Written task: Extract the whole listing as it stands. Do not include the pictures.

### Data for this exercise

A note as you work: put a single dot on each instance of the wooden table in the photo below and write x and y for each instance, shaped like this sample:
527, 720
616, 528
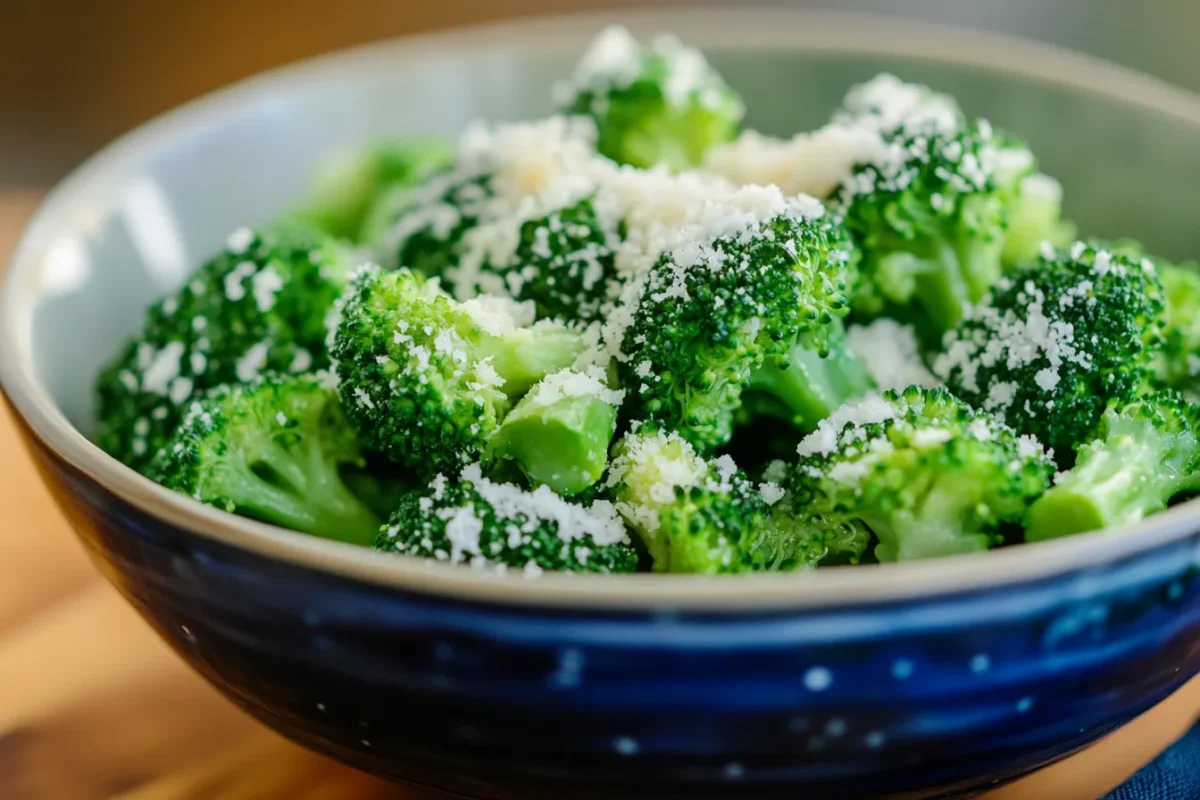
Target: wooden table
94, 705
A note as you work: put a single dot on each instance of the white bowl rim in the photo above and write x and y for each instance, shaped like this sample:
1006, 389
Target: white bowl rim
91, 185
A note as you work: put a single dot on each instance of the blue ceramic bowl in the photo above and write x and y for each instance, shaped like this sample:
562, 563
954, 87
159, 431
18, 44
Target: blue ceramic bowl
930, 679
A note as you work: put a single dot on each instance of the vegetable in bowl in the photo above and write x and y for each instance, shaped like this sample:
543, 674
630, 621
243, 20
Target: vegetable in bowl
582, 318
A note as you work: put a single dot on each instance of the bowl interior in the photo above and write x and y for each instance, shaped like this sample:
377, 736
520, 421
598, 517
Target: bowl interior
166, 199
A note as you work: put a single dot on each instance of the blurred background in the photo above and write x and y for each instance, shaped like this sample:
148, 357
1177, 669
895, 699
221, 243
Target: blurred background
76, 73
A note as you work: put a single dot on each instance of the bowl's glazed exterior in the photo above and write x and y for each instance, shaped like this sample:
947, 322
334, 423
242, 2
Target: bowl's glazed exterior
931, 679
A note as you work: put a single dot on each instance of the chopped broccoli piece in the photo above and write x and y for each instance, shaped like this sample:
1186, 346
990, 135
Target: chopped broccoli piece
273, 450
559, 432
473, 519
921, 469
1056, 342
426, 380
1145, 453
348, 182
712, 313
655, 104
803, 386
259, 305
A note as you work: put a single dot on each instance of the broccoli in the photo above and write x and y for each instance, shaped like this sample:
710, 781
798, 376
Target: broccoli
259, 305
711, 313
1056, 342
1145, 453
921, 469
273, 450
348, 182
426, 380
805, 388
930, 222
473, 519
655, 104
559, 432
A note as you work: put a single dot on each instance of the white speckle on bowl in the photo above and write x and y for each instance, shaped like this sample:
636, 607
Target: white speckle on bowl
817, 679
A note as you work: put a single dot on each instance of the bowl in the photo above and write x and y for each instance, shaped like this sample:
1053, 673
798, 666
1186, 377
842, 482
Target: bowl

######

Expected answer:
A note as you work: put a single dot on each instance of the wooden table in the photo below and write x and y for each instance, shaped like this sample:
527, 720
616, 528
Target: wooden table
94, 705
A note as you work: put a single dot on each instance of the white bowl rim in the photo above and write x and y for each instance, shaped like this sample:
1006, 389
Target: white bowl rim
91, 185
A note as you work: put a single dot on each instance of the blue ceramic bowl in the photo above and write x and y for each instance, shaped like this sample:
562, 563
954, 87
159, 431
18, 44
Target: blue ceramic bowl
930, 679
A note as you work: put a single dot on each instance of the vegetable in bowl in the photo above and write x and y for each instance, shaped like this sample:
543, 674
630, 621
243, 20
Target: vegetable in bowl
582, 318
A note as you work: put a single dot on each instance of the bowl interior in the photo above and write x and y for each instance, shaped like this sample:
377, 736
520, 421
598, 517
Target: bowl interior
166, 199
A note as you work: put a single dot on each instance of the blurred background in the photo above and write x and y for each instance, shaped like this sample:
148, 357
1177, 669
895, 699
221, 243
Target: blurred background
76, 73
A note as you work: put a single dot on each instance of the bowl's glazed exterior in the photo above and write x and y for each instance, shaped like this sample:
947, 322
334, 423
242, 2
Target: bowl's glazed exterior
931, 679
A note as you work: put a single dot on each instance of the chopped broccoli piece in the photo above and write x and y for each instance, shaped like this sample:
1186, 346
990, 135
Target: chopped broccoli piece
273, 450
559, 432
473, 519
921, 469
1056, 342
426, 380
1145, 453
348, 182
712, 313
655, 104
803, 386
259, 305
A note as you work: put a single dot on each instance of the broccoli in the photo above and write x and y for each instance, shaped like this sample:
710, 781
798, 376
Target: broccoli
259, 305
711, 313
1056, 342
1145, 453
921, 469
273, 450
348, 182
426, 380
805, 388
930, 222
473, 519
655, 104
559, 432
A note as you work: put a single dot on each instance of the white speckle on bowl in the photo above and write x and y for each instance, shaped like this sample:
636, 607
Target: white speckle on bowl
817, 679
A note as you work: put a single dot on each instance of the bowl in the photo above and write x and y for each instance, shaped like this sample:
1053, 673
798, 666
1186, 377
842, 482
Target: bowl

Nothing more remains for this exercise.